**Extractos de datos de señalamiento**

• • • • • • •

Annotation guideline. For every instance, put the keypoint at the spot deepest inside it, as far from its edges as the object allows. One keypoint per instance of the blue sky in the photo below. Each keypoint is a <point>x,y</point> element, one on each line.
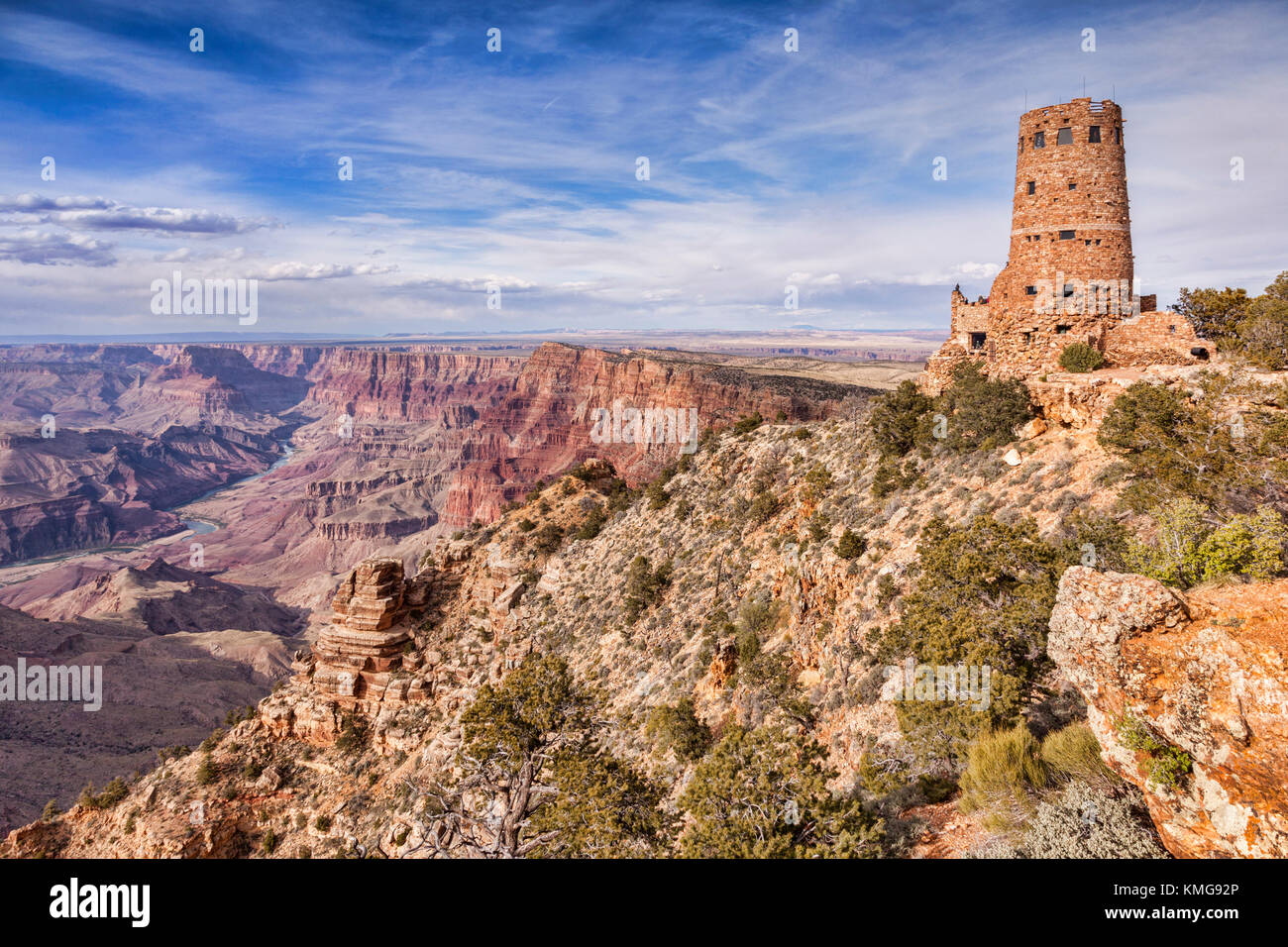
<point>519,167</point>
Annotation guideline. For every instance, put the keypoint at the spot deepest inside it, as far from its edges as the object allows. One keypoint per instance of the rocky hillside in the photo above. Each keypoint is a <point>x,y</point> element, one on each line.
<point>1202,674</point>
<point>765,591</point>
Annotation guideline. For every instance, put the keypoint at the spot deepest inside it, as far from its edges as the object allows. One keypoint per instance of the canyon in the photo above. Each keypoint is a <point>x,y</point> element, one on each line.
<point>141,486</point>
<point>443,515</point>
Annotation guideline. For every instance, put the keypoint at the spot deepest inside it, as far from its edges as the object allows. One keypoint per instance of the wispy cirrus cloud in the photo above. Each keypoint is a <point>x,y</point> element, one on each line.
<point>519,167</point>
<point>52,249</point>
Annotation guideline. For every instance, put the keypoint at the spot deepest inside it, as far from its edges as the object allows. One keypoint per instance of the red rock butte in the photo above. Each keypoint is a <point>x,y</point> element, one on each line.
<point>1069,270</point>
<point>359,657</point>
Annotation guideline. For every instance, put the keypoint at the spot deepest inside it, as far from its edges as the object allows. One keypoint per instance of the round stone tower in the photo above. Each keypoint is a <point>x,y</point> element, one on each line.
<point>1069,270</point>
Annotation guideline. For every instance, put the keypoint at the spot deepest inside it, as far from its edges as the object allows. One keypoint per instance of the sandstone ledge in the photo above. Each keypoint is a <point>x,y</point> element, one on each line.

• • • • • • •

Dispón como una lista JSON de cadenas, una por línea y sin las líneas en blanco, el tramo de los registros que empieza en la línea que contiene "of the wispy" y llega hasta el final de los registros, ambos extremos incluidos.

[
  "Annotation guideline. For every instance, put the keypoint at the spot deepest inside it, as far from its edges as the object allows. One keypoint per instance of the wispy cirrus cloud in the photo above. Each keypoint is a <point>x,y</point> element, one on each line.",
  "<point>519,167</point>",
  "<point>52,249</point>",
  "Annotation guideline. For every instance, put the keypoint at the spot deepest inside it, as far from its edges as the object allows. One keypoint per instance of the red rock butte in the photo above. Each keypoint is a <point>x,y</point> element, one on each line.",
  "<point>1069,270</point>",
  "<point>359,657</point>",
  "Annotation guideline. For every instance, put the keypoint at the spot deepest inside it, as far from its edges as the object allows. One keypoint per instance of the round stone tower in the photo above. Each keypoint is a <point>x,y</point> element, one on each line.",
  "<point>1069,270</point>",
  "Annotation guideline. For every instance, put the keypoint at the spot deepest inside it, as far from its edges as the object allows. One keypoint per instance of the sandstone ledge in the photo above. Each keypoint is a <point>x,y</point> element, one on each line."
]